╭─ DATA LISTING
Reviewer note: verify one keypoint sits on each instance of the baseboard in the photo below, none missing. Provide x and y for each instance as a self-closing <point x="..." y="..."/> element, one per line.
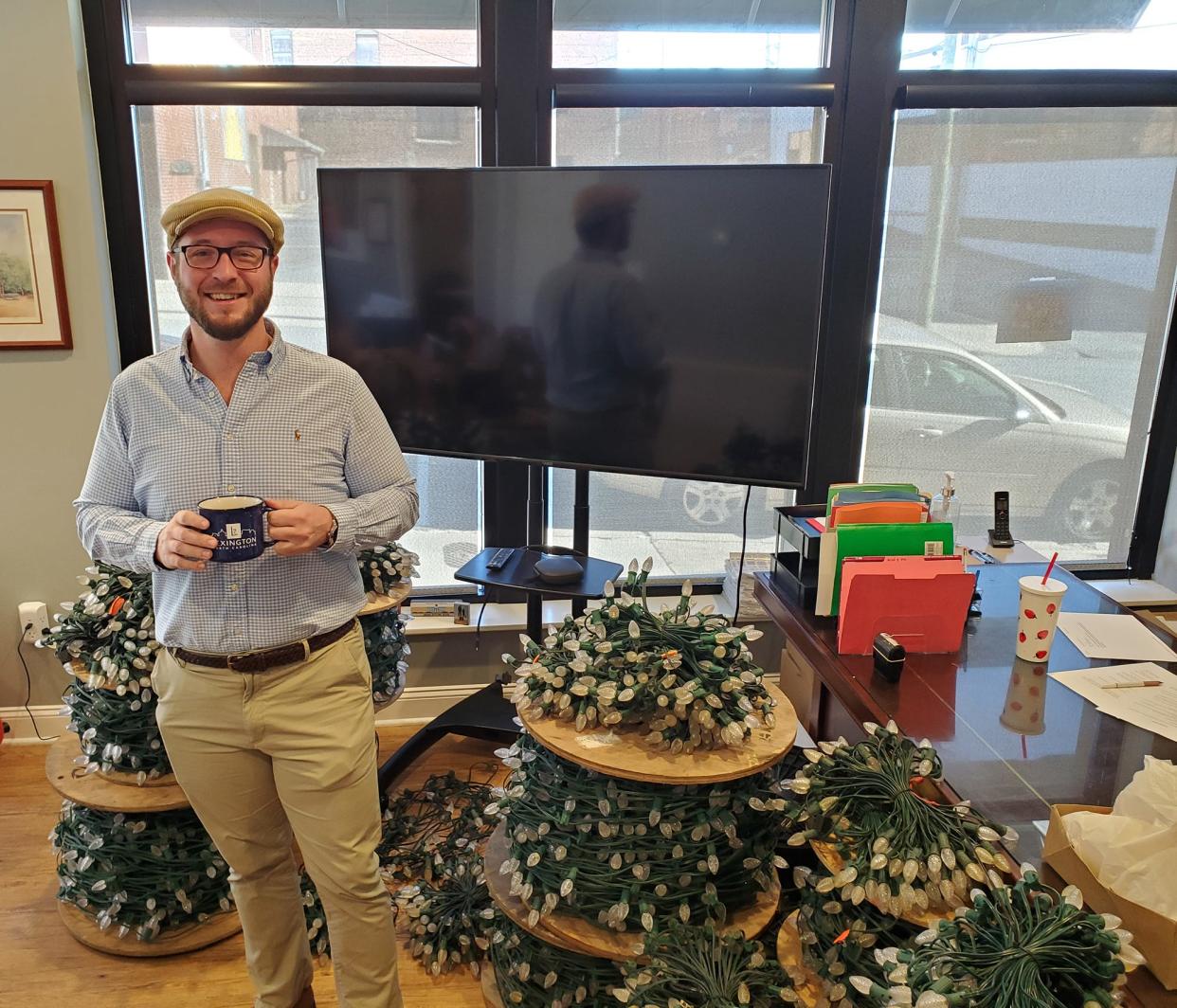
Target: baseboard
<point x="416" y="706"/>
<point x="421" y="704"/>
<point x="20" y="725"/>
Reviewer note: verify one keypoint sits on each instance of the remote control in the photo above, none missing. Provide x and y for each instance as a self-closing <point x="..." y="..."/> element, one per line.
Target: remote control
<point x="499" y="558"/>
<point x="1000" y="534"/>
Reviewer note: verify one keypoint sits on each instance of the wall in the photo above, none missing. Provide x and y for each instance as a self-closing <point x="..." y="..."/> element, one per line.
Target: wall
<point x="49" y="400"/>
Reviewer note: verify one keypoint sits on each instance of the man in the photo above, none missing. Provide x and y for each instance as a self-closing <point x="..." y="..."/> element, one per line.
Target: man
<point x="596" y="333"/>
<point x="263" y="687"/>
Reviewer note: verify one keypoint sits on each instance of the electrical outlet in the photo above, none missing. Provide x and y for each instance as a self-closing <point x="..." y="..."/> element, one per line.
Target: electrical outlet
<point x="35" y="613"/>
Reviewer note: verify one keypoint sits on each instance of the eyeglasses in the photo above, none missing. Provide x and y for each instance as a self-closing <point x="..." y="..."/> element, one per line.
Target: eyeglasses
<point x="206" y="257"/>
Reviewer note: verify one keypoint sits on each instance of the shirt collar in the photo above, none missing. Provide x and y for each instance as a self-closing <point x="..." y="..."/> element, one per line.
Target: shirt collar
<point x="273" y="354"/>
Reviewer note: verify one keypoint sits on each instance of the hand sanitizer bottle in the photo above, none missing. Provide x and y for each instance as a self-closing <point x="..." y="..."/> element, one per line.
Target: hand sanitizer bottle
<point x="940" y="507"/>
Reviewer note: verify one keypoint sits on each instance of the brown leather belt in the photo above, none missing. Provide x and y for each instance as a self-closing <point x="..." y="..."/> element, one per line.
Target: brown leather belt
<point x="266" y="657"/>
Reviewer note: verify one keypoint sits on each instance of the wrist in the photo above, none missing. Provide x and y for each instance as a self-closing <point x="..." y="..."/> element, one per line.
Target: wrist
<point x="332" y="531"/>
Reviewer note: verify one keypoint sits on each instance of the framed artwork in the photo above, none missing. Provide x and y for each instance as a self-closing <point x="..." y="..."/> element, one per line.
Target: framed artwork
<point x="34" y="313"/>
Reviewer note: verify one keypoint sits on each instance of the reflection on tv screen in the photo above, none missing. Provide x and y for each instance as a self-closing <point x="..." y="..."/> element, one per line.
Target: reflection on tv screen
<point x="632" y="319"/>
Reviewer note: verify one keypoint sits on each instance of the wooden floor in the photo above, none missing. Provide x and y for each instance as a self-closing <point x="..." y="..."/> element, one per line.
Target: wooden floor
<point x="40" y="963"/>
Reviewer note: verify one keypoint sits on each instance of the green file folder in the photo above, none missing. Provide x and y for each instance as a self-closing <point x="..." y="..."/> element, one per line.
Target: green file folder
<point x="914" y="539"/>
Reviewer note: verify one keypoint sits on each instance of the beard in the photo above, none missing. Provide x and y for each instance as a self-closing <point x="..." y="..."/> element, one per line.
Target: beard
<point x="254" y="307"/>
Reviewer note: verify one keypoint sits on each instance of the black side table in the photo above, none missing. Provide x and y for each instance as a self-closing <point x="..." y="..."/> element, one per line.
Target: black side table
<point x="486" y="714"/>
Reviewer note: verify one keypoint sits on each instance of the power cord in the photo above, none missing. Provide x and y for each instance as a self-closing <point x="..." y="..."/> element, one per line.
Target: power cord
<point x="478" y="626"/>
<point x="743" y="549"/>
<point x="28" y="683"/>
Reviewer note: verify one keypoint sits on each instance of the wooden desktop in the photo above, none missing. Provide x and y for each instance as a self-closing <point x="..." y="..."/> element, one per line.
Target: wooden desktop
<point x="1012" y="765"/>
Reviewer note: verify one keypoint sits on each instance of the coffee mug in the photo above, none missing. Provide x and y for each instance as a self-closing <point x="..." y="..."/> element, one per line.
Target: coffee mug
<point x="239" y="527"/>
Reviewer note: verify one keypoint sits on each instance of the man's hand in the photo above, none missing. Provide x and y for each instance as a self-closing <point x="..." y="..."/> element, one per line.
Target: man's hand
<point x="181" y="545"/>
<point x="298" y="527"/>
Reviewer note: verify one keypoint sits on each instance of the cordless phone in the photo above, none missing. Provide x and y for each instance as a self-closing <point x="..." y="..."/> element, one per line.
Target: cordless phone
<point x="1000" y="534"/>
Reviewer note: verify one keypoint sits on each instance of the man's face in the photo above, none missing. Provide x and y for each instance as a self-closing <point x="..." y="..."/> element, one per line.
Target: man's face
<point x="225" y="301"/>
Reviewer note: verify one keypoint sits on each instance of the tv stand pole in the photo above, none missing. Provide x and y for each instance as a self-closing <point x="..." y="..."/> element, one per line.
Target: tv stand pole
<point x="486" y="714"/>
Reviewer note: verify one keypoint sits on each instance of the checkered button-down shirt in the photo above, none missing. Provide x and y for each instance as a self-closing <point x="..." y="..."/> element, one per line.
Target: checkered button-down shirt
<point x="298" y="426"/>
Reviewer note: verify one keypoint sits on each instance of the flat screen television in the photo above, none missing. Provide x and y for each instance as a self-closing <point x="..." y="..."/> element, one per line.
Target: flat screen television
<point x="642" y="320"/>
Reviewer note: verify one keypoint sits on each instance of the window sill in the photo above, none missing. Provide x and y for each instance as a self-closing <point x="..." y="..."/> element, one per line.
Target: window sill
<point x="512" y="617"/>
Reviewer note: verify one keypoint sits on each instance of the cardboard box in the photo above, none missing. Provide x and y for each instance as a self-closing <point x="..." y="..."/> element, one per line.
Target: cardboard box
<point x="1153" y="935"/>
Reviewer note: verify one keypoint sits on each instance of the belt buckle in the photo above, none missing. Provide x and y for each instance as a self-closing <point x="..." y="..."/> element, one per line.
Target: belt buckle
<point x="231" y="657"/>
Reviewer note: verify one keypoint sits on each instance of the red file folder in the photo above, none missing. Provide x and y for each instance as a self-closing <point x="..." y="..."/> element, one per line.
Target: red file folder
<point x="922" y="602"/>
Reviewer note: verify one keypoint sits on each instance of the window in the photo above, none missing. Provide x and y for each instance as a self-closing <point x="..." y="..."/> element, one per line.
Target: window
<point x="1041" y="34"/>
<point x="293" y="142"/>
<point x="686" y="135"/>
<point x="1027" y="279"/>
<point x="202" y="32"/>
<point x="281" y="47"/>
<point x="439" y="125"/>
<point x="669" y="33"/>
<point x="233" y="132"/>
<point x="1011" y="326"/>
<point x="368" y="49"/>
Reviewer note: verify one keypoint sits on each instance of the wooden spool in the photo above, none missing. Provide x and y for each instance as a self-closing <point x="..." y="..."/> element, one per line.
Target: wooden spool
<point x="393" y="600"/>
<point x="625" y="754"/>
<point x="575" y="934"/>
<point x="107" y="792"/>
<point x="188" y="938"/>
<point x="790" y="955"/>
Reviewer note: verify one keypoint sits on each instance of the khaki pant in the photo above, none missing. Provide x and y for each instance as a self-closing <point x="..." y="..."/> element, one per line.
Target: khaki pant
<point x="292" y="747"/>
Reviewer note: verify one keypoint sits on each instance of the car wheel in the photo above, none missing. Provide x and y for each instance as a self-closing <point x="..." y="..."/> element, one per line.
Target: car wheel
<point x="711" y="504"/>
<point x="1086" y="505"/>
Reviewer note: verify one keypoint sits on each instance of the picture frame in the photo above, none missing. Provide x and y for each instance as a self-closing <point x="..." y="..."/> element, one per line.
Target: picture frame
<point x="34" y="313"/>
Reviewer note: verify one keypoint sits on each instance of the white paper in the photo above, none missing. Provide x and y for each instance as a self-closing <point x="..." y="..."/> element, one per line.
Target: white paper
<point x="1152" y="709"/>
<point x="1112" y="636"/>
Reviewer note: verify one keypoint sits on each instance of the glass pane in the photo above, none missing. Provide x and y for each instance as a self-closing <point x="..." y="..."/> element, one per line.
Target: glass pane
╰─
╭─ DATA LISTING
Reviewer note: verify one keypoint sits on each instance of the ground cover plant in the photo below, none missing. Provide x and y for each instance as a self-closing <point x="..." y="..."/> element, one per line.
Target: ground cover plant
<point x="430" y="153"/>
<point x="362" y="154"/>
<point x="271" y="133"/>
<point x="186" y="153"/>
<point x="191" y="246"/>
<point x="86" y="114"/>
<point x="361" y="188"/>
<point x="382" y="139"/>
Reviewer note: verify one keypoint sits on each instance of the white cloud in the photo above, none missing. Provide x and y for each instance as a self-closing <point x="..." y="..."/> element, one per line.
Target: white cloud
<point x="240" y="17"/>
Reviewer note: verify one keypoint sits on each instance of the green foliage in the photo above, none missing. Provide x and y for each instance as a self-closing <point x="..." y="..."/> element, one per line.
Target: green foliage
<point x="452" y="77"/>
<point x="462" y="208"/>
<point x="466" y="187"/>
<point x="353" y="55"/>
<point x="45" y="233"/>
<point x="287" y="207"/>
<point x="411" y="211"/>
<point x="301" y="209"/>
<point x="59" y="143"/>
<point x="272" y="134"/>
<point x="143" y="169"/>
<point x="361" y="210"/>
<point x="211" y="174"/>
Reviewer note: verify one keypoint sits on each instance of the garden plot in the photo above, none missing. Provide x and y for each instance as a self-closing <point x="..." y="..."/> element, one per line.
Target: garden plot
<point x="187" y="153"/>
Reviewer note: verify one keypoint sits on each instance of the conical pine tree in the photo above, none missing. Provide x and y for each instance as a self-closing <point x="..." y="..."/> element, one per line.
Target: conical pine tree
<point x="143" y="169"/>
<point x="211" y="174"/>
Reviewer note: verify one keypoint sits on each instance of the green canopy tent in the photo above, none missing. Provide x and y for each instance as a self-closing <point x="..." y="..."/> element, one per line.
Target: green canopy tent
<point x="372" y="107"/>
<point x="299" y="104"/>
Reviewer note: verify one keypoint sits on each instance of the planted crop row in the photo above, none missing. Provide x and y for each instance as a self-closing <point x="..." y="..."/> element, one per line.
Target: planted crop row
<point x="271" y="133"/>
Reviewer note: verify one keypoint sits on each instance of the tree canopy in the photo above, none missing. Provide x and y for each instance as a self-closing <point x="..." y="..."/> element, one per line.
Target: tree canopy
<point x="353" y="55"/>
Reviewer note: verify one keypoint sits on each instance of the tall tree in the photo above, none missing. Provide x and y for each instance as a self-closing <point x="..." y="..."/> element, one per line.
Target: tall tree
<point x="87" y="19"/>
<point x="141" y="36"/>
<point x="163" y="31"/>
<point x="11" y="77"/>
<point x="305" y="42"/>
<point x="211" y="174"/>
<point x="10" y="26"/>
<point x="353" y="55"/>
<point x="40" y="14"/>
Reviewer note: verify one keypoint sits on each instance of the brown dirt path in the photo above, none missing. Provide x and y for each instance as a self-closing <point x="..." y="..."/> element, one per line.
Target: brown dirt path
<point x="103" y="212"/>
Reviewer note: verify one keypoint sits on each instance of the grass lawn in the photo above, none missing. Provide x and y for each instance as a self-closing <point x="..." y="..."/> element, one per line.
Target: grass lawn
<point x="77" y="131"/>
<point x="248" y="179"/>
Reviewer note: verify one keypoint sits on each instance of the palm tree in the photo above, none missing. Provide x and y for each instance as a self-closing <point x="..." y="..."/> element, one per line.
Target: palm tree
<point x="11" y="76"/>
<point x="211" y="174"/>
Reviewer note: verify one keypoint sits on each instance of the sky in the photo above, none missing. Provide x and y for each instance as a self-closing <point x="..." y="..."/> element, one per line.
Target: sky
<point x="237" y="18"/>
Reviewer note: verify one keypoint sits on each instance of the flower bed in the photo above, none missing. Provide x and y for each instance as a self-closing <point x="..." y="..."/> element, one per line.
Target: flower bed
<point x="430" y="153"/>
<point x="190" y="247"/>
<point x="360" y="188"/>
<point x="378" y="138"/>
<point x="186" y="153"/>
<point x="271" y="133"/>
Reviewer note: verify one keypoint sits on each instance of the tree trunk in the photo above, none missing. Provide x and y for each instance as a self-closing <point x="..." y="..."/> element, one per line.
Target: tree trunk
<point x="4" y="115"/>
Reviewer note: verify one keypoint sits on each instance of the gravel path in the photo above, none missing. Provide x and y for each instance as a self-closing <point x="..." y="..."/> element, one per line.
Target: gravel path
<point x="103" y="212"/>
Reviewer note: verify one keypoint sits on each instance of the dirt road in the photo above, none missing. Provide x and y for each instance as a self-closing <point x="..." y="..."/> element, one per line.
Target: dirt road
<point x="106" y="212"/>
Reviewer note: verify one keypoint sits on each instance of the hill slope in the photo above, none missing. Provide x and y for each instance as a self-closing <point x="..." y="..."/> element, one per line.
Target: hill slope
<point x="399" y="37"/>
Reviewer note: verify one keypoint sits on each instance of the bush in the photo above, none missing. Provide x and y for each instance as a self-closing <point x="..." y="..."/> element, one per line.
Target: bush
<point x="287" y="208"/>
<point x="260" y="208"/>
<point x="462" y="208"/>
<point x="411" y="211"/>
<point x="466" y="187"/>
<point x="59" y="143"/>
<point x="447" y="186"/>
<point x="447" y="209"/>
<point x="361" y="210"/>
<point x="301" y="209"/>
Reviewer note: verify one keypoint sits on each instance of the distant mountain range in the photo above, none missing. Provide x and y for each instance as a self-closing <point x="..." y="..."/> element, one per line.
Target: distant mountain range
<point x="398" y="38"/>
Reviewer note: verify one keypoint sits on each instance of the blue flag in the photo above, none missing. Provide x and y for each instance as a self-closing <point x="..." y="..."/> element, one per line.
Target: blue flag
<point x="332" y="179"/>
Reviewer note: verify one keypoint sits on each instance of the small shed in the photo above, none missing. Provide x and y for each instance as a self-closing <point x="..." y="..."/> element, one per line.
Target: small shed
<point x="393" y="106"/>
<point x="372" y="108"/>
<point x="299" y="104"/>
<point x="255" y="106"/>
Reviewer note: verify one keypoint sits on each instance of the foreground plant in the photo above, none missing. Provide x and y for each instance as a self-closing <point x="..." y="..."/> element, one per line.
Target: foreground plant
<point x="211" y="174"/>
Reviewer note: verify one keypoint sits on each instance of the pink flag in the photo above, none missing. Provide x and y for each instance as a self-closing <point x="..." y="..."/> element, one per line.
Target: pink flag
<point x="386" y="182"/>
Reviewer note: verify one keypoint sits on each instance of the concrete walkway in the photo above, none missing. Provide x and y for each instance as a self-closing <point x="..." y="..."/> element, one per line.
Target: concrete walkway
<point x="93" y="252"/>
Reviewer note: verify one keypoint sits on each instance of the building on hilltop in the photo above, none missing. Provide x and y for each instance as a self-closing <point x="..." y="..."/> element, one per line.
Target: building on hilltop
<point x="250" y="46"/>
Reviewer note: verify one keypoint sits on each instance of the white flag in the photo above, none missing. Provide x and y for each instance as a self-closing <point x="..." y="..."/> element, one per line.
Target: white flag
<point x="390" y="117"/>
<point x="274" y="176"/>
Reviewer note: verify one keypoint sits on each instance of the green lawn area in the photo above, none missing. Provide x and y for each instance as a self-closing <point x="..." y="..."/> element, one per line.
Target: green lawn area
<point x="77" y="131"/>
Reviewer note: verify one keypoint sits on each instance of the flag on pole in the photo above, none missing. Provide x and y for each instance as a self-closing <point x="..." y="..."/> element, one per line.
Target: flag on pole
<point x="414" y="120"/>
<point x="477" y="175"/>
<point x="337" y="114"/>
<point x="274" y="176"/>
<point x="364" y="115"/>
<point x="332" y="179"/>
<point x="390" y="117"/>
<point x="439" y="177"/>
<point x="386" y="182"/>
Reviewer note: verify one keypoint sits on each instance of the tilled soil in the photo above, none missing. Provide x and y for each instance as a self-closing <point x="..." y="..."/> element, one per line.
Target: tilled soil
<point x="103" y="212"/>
╰─
Show every line of the data above that holds the word "soil".

### [TASK RESULT]
Reviewer note: verify one keypoint sits on each instance of the tilled soil in the photo above, none missing. Provide x and y for each instance as a self-closing <point x="..." y="..."/> element, one per line.
Target: tilled soil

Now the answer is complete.